------ WORKING DATA
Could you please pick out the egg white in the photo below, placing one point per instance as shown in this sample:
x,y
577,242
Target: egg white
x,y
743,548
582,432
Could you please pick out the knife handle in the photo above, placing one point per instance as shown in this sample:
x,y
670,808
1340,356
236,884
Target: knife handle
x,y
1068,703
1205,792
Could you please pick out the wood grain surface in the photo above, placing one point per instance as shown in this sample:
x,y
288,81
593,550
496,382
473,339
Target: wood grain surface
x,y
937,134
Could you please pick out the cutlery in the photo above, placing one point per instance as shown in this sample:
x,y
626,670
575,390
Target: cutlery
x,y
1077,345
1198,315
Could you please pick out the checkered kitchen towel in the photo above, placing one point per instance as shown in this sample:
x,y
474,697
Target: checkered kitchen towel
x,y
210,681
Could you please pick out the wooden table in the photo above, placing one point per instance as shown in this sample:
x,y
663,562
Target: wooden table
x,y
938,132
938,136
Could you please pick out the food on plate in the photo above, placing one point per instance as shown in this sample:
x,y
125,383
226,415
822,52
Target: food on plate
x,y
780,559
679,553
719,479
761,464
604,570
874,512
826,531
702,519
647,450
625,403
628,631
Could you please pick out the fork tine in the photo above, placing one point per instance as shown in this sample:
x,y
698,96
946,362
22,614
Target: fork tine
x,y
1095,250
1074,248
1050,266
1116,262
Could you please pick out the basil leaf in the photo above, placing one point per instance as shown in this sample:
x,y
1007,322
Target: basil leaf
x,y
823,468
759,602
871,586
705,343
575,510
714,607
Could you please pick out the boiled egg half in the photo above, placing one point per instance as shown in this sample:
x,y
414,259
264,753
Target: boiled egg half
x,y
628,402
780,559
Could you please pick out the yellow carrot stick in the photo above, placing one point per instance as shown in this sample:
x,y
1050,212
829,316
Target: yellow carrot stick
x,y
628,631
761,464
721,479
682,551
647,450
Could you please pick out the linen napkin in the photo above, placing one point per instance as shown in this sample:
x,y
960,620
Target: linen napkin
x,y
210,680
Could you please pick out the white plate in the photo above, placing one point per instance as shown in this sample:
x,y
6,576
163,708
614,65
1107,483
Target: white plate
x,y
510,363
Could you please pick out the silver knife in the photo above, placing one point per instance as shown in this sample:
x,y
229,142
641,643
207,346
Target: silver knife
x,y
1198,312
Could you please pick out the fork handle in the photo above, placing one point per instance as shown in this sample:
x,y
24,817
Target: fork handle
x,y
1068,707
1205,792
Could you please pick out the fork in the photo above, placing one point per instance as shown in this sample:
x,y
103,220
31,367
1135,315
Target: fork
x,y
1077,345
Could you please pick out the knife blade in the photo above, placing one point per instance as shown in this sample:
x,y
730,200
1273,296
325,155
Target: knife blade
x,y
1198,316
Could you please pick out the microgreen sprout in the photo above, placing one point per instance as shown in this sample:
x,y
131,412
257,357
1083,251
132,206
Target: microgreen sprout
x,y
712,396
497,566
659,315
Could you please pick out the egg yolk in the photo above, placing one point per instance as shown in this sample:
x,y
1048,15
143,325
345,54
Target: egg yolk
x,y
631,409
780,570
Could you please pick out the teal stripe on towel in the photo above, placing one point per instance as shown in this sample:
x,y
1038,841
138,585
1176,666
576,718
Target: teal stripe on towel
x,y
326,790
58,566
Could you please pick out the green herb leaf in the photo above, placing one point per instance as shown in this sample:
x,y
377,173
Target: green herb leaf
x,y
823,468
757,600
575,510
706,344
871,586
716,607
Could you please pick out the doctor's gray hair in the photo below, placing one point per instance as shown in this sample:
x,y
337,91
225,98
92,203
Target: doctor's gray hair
------------
▶ **WHAT YOU ARE ASKED TO DO**:
Each line from the one containing "Could you please pick out the microgreen" to the final line of the entries above must be returned exactly, and no other line may appear.

▶ **THE COMPLETED TASK**:
Could you please pick out the microgreen sprout in the photo above, placing one point per instance as shown in this sample:
x,y
131,412
257,357
1083,251
132,206
Target: microgreen sprout
x,y
712,396
497,566
659,315
Could you please pick out the egg yolk in the photo above, placing one point per instance as shown in this sample:
x,y
1048,15
143,325
345,54
Target: egg yolk
x,y
631,409
780,570
Could you please pick out the teal stripe on towel in the photo above, placing one point per instance as shown in this sample:
x,y
1038,841
138,585
1176,666
576,718
Target: teal stripe on towel
x,y
326,790
58,566
Could you please pick out the green herb leaf in the photo above, placing one point per instance as shown in this sample:
x,y
377,173
Target: green herb leaf
x,y
823,468
757,600
575,510
706,344
871,586
716,607
Could you please pick out the doctor's gray hair in the photo below, placing one point per instance as shown in this sample:
x,y
337,91
225,98
92,203
Target: doctor's gray hair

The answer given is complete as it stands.